-- WHAT TO WORK ON --
**1.** Answer these questions using the Azure Databricks text.
(a) What CIDR range is allowed for the subnets?
(b) Where must the virtual network reside?
(c) What communication does the network security group on the public subnet allow?
**2.** Reproduce a passage of the Azure Databricks text word for word, beginning at the words "The virtual network must include" and stopping after "Databricks control plane.".

>> START TEXT

Deploy Azure Databricks in your virtual network

The default deployment of Azure Databricks is a fully managed service on Azure: all data plane resources, including a virtual network (VNet), are deployed to a locked resource group. If you require network customization, however, you can deploy Azure Databricks resources in your own virtual network (also called VNet injection), when enables you to:

  • Connect Azure Databricks to other Azure services (such as Azure Storage) in a more secure manner using service endpoints.
  • Connect to on-premises data sources for use with Azure Databricks, taking advantage of user-defined routes.
  • Connect Azure Databricks to a network virtual appliance to inspect all outbound traffic and take actions according to allow and deny rules.
  • Configure Azure Databricks to use custom DNS.
  • Configure network security group (NSG) rules to specify egress traffic restrictions.
  • Deploy Azure Databricks clusters in your existing virtual network.

Deploying Azure Databricks resources to your own virtual network also lets you take advantage of flexible CIDR ranges (anywhere between /16-/24 for the virtual network and between /18-/26 for the subnets).

Note

You cannot replace the virtual network for an existing workspace. If your current workspace cannot accommodate the required number of active cluster nodes, create another workspace in a larger virtual network. Follow these detailed migration steps to copy resources (notebooks, cluster configurations, jobs) from the old to new workspace.

Virtual network requirements

You can use the Azure Databricks workspace deployment interface in the Azure portal to automatically configure an existing virtual network with the required subnets, network security group, and whitelisting settings, or you can use Azure Resource Manager templates to configure your virtual network and deploy your workspace.

The virtual network that you deploy your Azure Databricks workspace to must meet the following requirements:

Location

The virtual network must reside in the same location as the Azure Databricks workspace.

Subnets

The virtual network must include two subnets dedicated to Azure Databricks:

  1. A private subnet with a configured network security group that allows cluster-internal communication

  2. A public subnet with a configured network security group that allows communication with the Azure Databricks control plane.

>> END TEXT
>> START SUPPLIED RECORDS

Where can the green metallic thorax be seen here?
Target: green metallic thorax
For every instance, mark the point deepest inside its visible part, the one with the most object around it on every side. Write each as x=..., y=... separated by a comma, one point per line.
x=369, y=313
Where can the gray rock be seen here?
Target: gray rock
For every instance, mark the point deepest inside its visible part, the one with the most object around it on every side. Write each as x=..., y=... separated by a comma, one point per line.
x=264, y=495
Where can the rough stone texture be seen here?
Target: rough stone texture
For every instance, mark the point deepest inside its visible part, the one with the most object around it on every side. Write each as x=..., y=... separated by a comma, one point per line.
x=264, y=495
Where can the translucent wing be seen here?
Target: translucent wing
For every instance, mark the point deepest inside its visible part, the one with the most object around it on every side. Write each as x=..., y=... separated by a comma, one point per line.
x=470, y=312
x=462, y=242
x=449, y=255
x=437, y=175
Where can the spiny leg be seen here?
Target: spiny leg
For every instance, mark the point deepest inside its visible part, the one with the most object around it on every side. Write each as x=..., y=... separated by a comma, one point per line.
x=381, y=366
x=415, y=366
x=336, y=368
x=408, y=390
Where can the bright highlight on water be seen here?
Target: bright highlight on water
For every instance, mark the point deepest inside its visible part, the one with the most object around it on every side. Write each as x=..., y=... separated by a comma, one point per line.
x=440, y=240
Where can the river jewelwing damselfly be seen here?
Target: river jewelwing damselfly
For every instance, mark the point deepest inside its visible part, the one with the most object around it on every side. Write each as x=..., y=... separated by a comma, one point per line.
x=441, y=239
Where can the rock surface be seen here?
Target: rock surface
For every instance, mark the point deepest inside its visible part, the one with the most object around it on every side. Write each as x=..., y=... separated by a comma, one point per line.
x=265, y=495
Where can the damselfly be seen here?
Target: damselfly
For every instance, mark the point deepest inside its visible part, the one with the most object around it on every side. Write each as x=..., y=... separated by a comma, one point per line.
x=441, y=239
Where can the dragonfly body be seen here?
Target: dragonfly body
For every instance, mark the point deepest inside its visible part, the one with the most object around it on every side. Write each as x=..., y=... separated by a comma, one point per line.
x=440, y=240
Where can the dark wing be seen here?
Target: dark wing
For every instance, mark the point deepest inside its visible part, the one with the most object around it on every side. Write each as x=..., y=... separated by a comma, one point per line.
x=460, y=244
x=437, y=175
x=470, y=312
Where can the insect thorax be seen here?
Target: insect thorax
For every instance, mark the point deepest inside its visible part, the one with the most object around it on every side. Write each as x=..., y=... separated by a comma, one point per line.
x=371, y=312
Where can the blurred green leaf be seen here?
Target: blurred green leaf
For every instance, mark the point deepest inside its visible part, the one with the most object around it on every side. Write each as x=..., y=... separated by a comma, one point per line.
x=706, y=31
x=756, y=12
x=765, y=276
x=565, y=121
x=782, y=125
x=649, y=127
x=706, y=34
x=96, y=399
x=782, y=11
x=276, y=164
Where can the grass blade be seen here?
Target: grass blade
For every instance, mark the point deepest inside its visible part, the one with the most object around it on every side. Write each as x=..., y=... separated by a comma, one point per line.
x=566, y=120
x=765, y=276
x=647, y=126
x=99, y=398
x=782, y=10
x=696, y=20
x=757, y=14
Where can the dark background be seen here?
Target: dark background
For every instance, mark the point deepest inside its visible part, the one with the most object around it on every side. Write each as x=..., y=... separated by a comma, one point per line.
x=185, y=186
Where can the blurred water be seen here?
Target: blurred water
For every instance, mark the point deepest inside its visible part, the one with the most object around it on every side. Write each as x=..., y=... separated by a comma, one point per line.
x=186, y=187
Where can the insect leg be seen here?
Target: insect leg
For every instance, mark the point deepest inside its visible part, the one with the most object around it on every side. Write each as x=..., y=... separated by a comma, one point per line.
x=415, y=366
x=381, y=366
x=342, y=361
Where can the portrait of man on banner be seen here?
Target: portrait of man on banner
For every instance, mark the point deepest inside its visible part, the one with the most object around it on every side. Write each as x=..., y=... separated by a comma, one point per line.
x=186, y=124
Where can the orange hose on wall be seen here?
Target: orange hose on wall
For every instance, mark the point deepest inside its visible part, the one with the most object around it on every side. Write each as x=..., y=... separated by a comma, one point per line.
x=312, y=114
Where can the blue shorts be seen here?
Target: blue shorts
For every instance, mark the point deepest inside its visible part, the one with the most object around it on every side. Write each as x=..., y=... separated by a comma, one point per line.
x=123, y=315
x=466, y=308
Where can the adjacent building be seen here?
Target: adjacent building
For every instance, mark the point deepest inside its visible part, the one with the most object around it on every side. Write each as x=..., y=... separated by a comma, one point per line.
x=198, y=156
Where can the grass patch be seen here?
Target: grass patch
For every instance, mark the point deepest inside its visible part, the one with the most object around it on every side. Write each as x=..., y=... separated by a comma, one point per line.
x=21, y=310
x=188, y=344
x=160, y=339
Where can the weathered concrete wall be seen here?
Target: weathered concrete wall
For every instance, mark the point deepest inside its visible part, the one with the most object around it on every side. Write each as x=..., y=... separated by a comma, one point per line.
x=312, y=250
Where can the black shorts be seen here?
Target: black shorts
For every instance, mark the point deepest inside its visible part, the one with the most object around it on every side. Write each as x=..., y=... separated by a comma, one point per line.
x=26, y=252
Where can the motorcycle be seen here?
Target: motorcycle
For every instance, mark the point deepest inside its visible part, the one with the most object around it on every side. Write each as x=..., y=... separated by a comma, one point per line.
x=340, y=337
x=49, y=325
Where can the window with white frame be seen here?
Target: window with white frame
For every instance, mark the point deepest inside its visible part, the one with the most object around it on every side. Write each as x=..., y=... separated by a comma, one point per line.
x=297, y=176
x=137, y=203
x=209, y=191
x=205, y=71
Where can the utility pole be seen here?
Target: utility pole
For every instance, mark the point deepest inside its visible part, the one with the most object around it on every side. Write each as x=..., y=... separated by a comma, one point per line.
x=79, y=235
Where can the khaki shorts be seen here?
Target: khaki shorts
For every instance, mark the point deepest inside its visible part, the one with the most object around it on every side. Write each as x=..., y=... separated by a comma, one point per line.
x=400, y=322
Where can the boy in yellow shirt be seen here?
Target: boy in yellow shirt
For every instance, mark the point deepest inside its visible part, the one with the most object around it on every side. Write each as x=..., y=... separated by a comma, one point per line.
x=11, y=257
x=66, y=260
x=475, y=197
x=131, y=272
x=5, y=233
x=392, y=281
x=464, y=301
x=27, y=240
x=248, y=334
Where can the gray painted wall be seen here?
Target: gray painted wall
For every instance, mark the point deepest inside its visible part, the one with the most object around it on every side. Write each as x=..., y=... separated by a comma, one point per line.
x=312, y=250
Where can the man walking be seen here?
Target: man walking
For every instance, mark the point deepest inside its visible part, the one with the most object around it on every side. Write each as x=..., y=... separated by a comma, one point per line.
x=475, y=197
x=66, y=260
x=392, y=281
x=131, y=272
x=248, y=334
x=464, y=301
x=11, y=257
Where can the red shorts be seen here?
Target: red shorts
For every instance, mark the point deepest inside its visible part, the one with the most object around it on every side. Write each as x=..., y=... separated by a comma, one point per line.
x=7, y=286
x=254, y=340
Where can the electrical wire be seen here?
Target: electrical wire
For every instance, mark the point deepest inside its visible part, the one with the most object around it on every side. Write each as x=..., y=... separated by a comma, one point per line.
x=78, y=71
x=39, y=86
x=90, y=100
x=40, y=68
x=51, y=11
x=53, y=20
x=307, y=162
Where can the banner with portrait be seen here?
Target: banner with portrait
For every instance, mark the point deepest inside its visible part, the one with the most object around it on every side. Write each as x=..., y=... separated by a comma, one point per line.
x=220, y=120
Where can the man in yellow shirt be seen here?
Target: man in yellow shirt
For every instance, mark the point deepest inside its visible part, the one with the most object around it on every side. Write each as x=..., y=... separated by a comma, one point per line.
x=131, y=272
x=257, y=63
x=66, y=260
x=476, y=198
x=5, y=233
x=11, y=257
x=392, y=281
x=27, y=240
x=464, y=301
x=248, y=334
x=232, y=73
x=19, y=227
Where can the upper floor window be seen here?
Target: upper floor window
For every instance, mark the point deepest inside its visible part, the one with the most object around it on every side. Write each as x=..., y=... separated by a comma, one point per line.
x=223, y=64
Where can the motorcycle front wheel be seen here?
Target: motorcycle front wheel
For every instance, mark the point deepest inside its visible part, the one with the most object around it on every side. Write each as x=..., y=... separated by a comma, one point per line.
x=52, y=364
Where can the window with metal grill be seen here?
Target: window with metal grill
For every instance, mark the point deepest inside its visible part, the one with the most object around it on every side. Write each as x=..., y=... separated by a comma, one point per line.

>> END SUPPLIED RECORDS

-- PROBLEM SOLUTIONS --
**1.**
(a) Anywhere between /18 and /26.
(b) In the same location as the Azure Databricks workspace.
(c) Communication with the Azure Databricks control plane.

**2.**
The virtual network must include two subnets dedicated to Azure Databricks:

  1. A private subnet with a configured network security group that allows cluster-internal communication

  2. A public subnet with a configured network security group that allows communication with the Azure Databricks control plane.